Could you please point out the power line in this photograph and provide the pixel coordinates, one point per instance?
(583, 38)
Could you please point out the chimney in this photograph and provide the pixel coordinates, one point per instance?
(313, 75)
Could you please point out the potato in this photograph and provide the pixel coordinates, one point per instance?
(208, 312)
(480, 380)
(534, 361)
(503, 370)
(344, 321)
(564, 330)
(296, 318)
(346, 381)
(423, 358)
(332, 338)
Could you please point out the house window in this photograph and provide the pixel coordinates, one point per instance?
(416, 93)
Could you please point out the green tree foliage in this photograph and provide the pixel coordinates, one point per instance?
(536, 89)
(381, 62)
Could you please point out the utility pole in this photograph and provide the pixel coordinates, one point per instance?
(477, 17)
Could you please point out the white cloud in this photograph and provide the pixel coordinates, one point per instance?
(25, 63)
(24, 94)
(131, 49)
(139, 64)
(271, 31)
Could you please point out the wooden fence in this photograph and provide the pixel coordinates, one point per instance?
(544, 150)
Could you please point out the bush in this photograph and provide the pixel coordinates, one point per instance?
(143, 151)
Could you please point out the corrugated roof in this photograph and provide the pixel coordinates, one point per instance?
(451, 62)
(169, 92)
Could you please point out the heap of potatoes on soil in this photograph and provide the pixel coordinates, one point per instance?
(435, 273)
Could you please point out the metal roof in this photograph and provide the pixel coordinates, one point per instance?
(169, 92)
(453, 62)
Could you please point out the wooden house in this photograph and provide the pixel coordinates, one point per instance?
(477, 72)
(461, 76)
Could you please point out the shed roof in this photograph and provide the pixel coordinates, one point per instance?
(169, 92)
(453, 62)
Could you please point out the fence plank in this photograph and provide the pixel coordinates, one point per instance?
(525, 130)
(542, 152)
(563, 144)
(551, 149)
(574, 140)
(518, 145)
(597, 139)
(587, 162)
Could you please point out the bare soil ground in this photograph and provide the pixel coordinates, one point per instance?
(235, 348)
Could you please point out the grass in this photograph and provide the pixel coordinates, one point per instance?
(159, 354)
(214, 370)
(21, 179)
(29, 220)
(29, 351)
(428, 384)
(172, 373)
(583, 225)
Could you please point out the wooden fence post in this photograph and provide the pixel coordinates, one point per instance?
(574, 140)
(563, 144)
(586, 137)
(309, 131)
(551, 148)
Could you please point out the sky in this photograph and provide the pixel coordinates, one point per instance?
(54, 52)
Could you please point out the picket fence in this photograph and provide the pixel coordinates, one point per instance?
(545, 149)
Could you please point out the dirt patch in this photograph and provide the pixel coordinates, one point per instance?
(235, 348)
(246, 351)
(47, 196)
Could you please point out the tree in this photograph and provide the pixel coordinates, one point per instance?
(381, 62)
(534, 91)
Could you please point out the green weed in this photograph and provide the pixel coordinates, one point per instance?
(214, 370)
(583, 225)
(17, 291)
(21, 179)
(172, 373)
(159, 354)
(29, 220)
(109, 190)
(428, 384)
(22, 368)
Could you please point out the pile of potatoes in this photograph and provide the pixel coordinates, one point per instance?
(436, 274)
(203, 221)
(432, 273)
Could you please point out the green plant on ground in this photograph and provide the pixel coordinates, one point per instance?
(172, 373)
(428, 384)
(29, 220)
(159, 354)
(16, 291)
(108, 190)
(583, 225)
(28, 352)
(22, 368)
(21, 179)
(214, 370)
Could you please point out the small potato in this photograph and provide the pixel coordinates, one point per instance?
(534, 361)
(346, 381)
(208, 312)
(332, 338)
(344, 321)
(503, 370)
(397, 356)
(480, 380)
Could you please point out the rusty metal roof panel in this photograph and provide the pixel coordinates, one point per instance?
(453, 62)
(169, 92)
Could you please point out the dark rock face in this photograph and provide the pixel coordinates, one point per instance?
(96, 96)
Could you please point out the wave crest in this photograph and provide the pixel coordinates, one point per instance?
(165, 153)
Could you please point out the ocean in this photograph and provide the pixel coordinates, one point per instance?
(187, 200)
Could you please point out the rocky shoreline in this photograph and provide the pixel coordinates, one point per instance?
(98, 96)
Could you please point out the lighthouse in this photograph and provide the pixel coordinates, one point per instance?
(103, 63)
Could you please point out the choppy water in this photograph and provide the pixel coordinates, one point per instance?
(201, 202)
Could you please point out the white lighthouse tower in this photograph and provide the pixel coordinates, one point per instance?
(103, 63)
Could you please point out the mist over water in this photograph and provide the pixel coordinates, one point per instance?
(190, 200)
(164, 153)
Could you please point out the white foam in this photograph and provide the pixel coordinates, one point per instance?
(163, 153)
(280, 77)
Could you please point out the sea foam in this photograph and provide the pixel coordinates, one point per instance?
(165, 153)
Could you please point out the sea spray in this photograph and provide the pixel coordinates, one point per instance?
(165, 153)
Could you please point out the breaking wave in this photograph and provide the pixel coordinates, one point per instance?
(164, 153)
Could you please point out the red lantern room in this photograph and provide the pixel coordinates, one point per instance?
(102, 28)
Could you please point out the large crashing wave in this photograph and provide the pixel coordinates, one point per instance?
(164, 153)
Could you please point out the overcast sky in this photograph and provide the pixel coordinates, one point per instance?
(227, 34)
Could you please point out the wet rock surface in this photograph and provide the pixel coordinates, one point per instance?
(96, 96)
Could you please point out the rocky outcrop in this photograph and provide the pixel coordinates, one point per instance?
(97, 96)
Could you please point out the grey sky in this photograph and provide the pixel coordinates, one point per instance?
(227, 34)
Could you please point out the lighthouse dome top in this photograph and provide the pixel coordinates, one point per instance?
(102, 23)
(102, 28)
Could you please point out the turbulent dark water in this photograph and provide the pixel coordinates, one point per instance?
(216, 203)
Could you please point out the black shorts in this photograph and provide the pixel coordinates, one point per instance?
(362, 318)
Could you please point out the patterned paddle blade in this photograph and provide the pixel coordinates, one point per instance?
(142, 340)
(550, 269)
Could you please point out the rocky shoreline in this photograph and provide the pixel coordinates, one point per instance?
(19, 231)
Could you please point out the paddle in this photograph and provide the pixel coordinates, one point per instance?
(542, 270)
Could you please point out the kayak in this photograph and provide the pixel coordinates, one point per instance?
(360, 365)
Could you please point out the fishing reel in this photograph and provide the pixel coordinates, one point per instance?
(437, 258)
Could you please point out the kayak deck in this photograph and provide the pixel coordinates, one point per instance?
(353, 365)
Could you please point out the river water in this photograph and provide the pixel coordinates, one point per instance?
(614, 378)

● ● ● ● ●

* _EXERCISE REQUIREMENTS_
Return the lines above, starting at the one that contains "Could you please point out the river" and running through the last, exactly as they appear, with no extra lines.

* _RESULT BELOW_
Could you please point out the river water in this photograph and provide the pixel coordinates, one point per instance?
(614, 378)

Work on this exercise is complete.